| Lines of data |
..........
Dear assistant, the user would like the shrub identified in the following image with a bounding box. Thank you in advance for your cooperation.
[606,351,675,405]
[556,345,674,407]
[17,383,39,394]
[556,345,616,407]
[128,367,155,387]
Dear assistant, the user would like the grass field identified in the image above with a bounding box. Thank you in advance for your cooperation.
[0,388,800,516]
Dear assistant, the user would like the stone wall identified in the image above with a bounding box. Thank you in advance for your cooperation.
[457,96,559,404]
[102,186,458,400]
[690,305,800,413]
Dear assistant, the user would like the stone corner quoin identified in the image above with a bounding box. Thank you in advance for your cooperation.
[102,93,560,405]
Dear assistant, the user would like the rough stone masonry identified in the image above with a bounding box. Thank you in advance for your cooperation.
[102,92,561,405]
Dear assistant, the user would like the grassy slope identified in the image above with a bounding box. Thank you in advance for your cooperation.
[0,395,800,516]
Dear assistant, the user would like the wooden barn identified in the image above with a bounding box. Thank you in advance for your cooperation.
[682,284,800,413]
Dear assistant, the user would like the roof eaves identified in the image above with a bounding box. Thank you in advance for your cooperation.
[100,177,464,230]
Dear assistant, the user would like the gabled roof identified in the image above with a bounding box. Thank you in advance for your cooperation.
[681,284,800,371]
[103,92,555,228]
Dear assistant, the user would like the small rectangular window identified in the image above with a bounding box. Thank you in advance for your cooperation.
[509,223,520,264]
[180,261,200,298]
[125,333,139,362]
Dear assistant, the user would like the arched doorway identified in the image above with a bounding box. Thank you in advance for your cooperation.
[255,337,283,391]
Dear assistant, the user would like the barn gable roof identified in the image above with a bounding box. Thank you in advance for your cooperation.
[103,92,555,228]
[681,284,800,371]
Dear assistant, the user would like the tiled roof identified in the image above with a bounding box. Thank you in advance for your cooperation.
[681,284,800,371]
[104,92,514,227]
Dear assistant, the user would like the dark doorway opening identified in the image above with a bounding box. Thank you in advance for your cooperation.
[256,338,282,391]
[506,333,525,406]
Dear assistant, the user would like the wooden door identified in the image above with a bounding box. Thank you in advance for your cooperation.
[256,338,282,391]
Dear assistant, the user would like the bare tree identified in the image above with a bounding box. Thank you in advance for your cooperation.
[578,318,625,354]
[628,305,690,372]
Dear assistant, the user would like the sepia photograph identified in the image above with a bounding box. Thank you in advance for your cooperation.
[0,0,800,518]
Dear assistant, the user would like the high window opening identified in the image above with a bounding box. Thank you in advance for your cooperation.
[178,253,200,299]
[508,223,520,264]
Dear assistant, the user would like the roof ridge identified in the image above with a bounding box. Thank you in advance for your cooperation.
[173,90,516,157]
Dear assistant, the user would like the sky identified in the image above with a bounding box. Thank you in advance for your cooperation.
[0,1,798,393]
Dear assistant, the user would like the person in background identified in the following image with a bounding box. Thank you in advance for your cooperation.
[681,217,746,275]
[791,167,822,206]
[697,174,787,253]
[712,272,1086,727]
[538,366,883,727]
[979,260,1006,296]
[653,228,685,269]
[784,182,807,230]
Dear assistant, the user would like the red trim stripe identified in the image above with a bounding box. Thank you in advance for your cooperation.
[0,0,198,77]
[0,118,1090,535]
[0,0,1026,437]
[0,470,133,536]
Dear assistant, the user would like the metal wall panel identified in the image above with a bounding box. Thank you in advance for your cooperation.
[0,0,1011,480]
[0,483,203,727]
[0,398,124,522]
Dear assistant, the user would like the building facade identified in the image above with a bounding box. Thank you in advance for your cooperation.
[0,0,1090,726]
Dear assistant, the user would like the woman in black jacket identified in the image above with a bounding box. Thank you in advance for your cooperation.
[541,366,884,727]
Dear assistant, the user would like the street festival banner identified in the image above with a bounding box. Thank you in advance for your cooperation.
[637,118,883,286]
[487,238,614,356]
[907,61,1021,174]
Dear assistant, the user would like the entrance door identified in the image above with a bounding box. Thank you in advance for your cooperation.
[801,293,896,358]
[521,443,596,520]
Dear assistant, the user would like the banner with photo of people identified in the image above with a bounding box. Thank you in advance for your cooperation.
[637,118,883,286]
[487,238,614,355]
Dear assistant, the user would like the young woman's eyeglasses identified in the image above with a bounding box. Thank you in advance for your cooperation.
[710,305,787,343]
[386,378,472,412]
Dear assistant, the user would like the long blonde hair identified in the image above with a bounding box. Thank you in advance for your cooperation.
..........
| GIVEN REQUEST |
Rewrite the data above with "bounding box" replaced by "bounding rectangle" wherever it occurs, leaving every other part unchanged.

| REPLY |
Dear assistant, the user would like the shrub identified in the following image with a bounding rectangle. Thank you in advance for your cooperation.
[606,351,675,405]
[556,345,674,407]
[17,383,39,394]
[556,345,616,407]
[128,367,155,387]
Dear assistant, the user would like the grass field identified in the image above with a bounding rectangle. Thank you in advance for your cooperation.
[0,388,800,516]
Dear assistant, the user would like the stone wall identified in the image above with a bounding rectangle. Thank you in advance for your cooperation.
[457,96,559,404]
[102,186,458,400]
[690,305,800,413]
Dear assistant, the user would like the stone corner quoin identified in the image above with a bounding rectangle. Thank you in advance for your cooperation.
[102,93,560,405]
Dear assistant, the user would like the rough stone masonry identified in the image above with a bounding rectangle. Thank you in advance for your cooperation.
[102,92,561,405]
Dear assistant, the user would like the grassy slope identified in the image above with a bounding rectangle. Thank you in advance for your cooperation.
[0,395,800,516]
Dear assistant, the user would like the wooden barn identified in the image above with a bounding rectangle. Thank you in advance for your cooperation.
[682,284,800,413]
Dear assistant, the user would like the roof eaves identified in the image above with a bounding rectangle. Thank you in advance for your cooperation.
[100,177,464,230]
Dear assistant, the user would like the gabled roof identified in the image above with a bounding rectangle. Thank you in advance for your cooperation.
[681,284,800,371]
[103,92,555,228]
Dear assistant, the user would like the small rectangular window identified in the image above with a bounding rectangle. Thank you in advance for your cooperation.
[509,223,520,264]
[180,261,200,298]
[125,333,139,362]
Dear assistant, the user would like the arched doorway identified in the image above with a bounding rectangle. Thank you in advance for your cooperation.
[255,337,283,391]
Dear assistant, the user would like the barn gable roof identified in the image above with a bounding rectangle. Thank you in advance for your cooperation.
[103,92,555,228]
[681,284,800,371]
Dear assistant, the user would like the tiled roof identified in the image above with a bounding rectangle. Thank you in advance for your cooperation.
[681,284,800,371]
[104,92,514,227]
Dear assistant, the user would like the dark doorway opening identified in the image above with a bounding rectangle. Thank you in advance for your cooperation.
[256,338,282,391]
[506,333,525,406]
Dear assistant, the user would like the wooden door identified in the image above with a bounding rectangle. Thank you in advance for your cooperation.
[256,338,282,391]
Dear assistant, the user would like the bare tree identified in the image above with a bounding rectangle. Thank you in advance for your cooperation.
[578,318,625,354]
[628,305,690,372]
Dear assistant, the user would like the sepia photograph identified in the image above with a bounding rectangle. Thank you in advance for your cooperation.
[0,0,800,518]
Dear assistant, the user would like the high window opening identified in the image above with a bounding rectangle. Thank you in advance for your cooperation.
[178,253,200,299]
[508,223,520,264]
Dear assistant, the user would like the roof ridge identified in the image above with a bounding rectangle. Thank you in advance for your cooperation.
[173,90,516,157]
Dear assistant, the user would like the sky identified in the image above with a bounding rectangle. Thank you in advance for your cooperation.
[0,1,798,393]
Dear assistant, the user would like the person in background identified in the following image with a bounding rectangle. Thank you in advance for your cooperation.
[681,217,746,275]
[791,167,822,206]
[697,174,787,253]
[712,272,1086,727]
[538,366,883,727]
[979,260,1006,296]
[653,228,685,269]
[784,182,807,230]
Dear assistant, the user would like the red trim stripe identified in the image above with a bounding rectangle. Thank you in advance for your cooperation.
[0,0,198,77]
[0,118,1090,535]
[0,0,1026,437]
[0,470,133,536]
Dear assistant, the user would like the metal wall panel identified in the image above with a bounding rectangle. Thank you in advance for your cooperation.
[0,0,1011,480]
[0,483,203,727]
[0,398,124,522]
Dear assistant, the user would like the building facade identified in the image above with a bounding rectangle. Thank you in advance for your cooperation.
[0,0,1090,726]
Dear assistant, the user would like the woman in black jacket identified in the image above with a bounding rectangle. Thank you in advance for your cooperation.
[541,366,884,727]
Dear assistant, the user would like the street festival banner identified in the image above with a bounding rectangle. Thank you in advance for your cooperation.
[637,118,883,286]
[487,238,614,356]
[907,61,1021,174]
Dear assistant, the user would like the entrance door identified in the image above with a bounding rectangle. Thank you in advance for your cooperation.
[801,293,896,358]
[521,443,596,520]
Dear assistant, the user would like the banner with photo of people identified in the image above with a bounding rectangle. Thank you in advance for your cooperation.
[637,118,883,286]
[487,238,614,355]
Dear assistant, the user would like the young woman's eyeglasses identified in the image above with a bounding rectangle. Thank you in advance for your cooperation.
[710,305,787,343]
[386,378,472,412]
Dear assistant, the user would like the long blonde hair identified in the image above with a bounding rectangle. Thank you in advance for your cooperation.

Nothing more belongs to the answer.